Using the information —
1) Print the part of the post on returning to higher education starting at "I don’t often" and ending at "study real quick!".
2) Proceed with the post on returning to higher education by continuing it from the point where it stops.

I taught my first lesson today at the University and it went really well.
I don’t often think about how far I’ve come since starting my undergraduate degree 7 years back. I’ve got so comfortable with what I do now that I forget all the many, many, steps it took for me to get here.
I went back to education as a “mature student” whilst still running a social group for disabled young people. I worked whilst studying full time, except in the last year when the UK was in lockdown. The children I worked with were considered vulnerable, and my work wasn’t considered “vital”. Two things that are hard to bare and flatten disabled experiences and youth work in one full swoop. Whilst work, uni and the world were in disarray, I achieved a First.

I went straight to masters by redsearch and fell pregnant three months into the course. That quickly went from an on campus full time study to off campus part time study real quick!
I was pregnant in the first year and had a small baby in the second year whilst the pandemic raged on. I went back to work with a lot of uncertainty to the emotional and physical safety of us all.
I carried on my course, made and looked after my son, who came out of the womb doing parkour. I got a distinction and started working as a researcher in the voluntary sector focusing on cancer service accessibility for trans+ people and disabled people. It was around this time I co-founded Autistic Substance Use Network with David, Tanya and Chris who I known for many years in activist work.

I was awarded a funded PhD studentship. I’ve been doing that for the last 1.5 years and I’m super happy with what I’ve done so far and the work I have laid out ahead of me. My favourite part of the work so far is working alongside four amazing co-researchers.

Material shown —

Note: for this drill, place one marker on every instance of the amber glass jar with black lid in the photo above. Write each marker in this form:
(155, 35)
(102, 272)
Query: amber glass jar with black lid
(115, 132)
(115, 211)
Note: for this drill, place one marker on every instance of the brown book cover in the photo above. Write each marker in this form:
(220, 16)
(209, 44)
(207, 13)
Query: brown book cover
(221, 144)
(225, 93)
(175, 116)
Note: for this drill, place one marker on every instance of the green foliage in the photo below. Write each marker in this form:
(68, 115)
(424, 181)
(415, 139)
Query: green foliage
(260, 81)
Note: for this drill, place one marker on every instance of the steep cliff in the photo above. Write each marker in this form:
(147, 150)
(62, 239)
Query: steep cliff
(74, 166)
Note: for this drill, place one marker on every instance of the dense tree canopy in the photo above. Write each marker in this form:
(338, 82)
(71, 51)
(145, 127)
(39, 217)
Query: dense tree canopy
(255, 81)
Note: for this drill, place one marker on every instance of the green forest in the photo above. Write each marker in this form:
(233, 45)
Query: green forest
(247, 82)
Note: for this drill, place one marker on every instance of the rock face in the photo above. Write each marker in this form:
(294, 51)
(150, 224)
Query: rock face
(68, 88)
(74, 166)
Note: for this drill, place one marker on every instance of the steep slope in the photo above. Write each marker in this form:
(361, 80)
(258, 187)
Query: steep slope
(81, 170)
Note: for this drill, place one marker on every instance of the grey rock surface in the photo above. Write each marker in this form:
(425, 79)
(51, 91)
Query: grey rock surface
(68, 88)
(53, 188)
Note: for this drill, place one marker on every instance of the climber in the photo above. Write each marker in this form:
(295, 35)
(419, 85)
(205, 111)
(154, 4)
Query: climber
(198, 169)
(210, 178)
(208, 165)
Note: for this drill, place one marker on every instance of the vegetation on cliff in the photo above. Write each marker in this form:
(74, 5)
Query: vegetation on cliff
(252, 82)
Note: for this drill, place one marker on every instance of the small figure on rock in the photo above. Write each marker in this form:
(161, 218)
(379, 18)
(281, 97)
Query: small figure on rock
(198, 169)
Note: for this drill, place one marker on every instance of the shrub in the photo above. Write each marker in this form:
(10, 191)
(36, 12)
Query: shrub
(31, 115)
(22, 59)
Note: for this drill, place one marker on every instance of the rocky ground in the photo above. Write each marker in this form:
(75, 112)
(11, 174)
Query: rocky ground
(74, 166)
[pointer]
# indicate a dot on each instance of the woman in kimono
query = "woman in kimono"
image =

Expected responses —
1)
I don’t often think about how far I’ve come since starting my undergraduate degree 7 years back. I’ve got so comfortable with what I do now that I forget all the many, many, steps it took for me to get here.
I went back to education as a “mature student” whilst still running a social group for disabled young people. I worked whilst studying full time, except in the last year when the UK was in lockdown. The children I worked with were considered vulnerable, and my work wasn’t considered “vital”. Two things that are hard to bare and flatten disabled experiences and youth work in one full swoop. Whilst work, uni and the world were in disarray, I achieved a First.

I went straight to masters by redsearch and fell pregnant three months into the course. That quickly went from an on campus full time study to off campus part time study real quick!

2)
I’ve published a lot – papers, chapters and various research reports and I’ve now got a flavour for zines. I’ve got more publications coming out this year. I love writing with others and realistically never thought I would publish or write much about anything. Keeping this blog all these years had definitely helped me “hone my craft”.

During my university journey, we have also lost two family members, and my mum donated her kidney to my brother. It’s been a lot.
I wanted to put all of this ‘out there’ somewhere to appreciate that I didn’t start off confident and competent. I started off tentatively, I started off by feeling my way, by taking opportunities, by quieting the naysayers (including those I still sometimes have in my mind). I worked on myself, I took skills I learnt from gritting my teeth through retail, through the long days working at nurseries. I took an listless life and made it meaningful.
I’m pleased I took chances, I’m glad I felt the anxiety and turned it into excitement. I’m proud I went into a class today and shared a little bit of the magic participatory research has given me.